[Data entries]

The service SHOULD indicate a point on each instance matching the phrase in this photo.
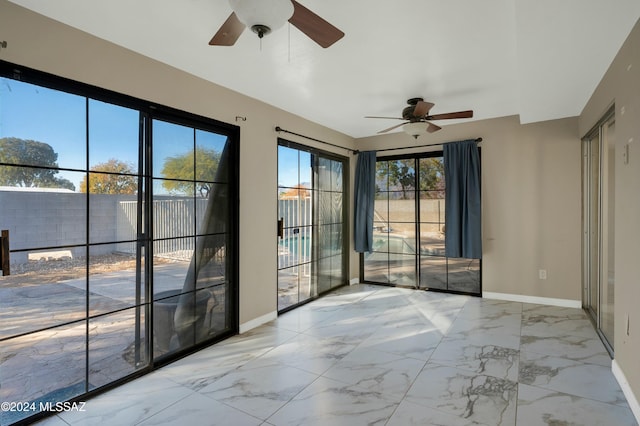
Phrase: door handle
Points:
(4, 252)
(281, 228)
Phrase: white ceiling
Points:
(540, 59)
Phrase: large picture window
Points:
(408, 229)
(122, 223)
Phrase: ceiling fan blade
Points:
(390, 118)
(449, 115)
(316, 28)
(229, 32)
(422, 108)
(393, 127)
(432, 127)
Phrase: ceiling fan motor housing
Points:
(262, 16)
(407, 112)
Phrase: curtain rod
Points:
(477, 140)
(355, 151)
(280, 129)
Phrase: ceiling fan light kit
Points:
(415, 129)
(262, 16)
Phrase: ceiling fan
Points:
(416, 115)
(264, 16)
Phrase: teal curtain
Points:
(364, 197)
(463, 221)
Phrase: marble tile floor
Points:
(371, 355)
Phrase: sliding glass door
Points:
(409, 245)
(599, 225)
(119, 224)
(312, 223)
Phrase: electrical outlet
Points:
(627, 324)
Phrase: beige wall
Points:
(531, 201)
(621, 85)
(44, 44)
(531, 173)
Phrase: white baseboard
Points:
(566, 303)
(626, 389)
(257, 322)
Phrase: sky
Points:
(59, 119)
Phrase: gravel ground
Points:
(48, 271)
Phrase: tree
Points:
(400, 173)
(115, 178)
(432, 176)
(22, 152)
(180, 168)
(298, 191)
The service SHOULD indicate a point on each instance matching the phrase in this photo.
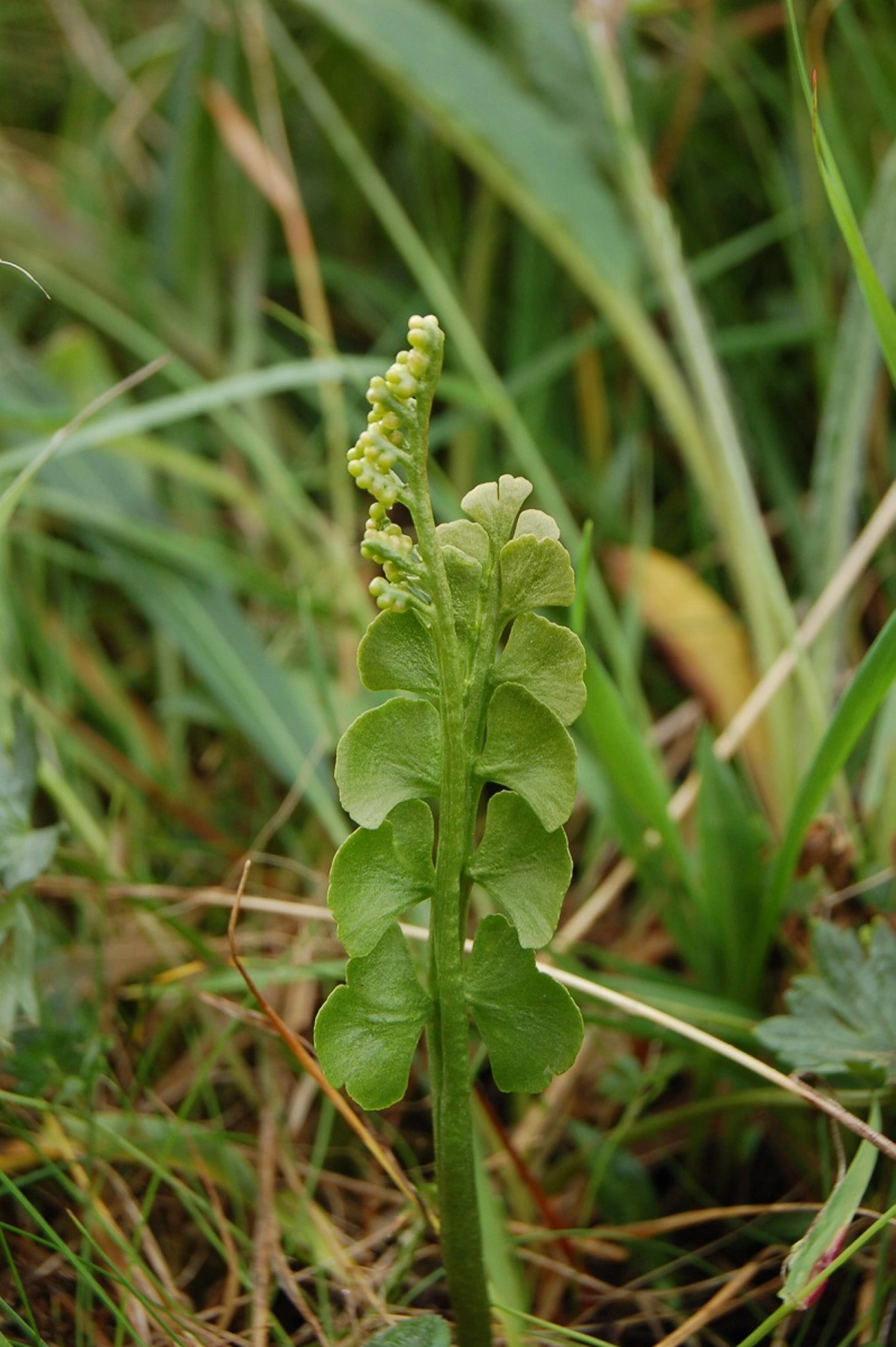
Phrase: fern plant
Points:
(483, 711)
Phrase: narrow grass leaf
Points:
(879, 305)
(530, 156)
(859, 703)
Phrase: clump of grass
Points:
(178, 617)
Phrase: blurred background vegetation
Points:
(619, 219)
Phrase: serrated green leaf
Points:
(537, 523)
(365, 1032)
(523, 868)
(399, 652)
(495, 505)
(549, 662)
(530, 1024)
(528, 749)
(728, 896)
(388, 755)
(380, 873)
(535, 573)
(844, 1020)
(466, 536)
(424, 1331)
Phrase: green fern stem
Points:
(448, 1033)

**TASK OBJECTIVE**
At the line containing "Phrase: ceiling fan light kit", begin reproducing the entries word for word, and continue through their last line. Leave out the pictures.

**YOUR SOLUTION**
Phrase: ceiling fan light kit
Points:
(415, 129)
(262, 16)
Phrase: ceiling fan
Points:
(416, 115)
(264, 16)
Phrase: teal curtain
Points:
(364, 197)
(463, 221)
Phrase: marble tile floor
Points:
(371, 355)
Phrase: sliding glass door
Points:
(409, 245)
(599, 225)
(119, 224)
(312, 223)
Phrase: electrical outlet
Points:
(627, 324)
Phrase: beige wall
Points:
(531, 201)
(621, 85)
(44, 44)
(531, 173)
Phrase: white baseboard
Points:
(566, 303)
(626, 389)
(257, 322)
Phrase: sky
Points:
(59, 119)
Phrase: gravel ground
Points:
(48, 271)
Phrase: tree
Points:
(400, 173)
(115, 178)
(432, 176)
(22, 152)
(180, 168)
(298, 191)
The service SHOULD indicate a point on each instance matching the phrase in this photo.
Phrase: fern plant
Points:
(483, 711)
Phrase: narrow grass leaf
Points:
(879, 305)
(530, 156)
(859, 703)
Phrase: clump of grass
Points:
(178, 617)
Phrase: blurred background vegetation
Points:
(619, 219)
Phrase: serrated green leaf
Points:
(537, 523)
(365, 1032)
(523, 868)
(399, 652)
(495, 505)
(549, 662)
(530, 1024)
(528, 749)
(728, 896)
(388, 755)
(380, 873)
(535, 573)
(844, 1020)
(466, 536)
(424, 1331)
Phrase: green fern stem
Points:
(448, 1033)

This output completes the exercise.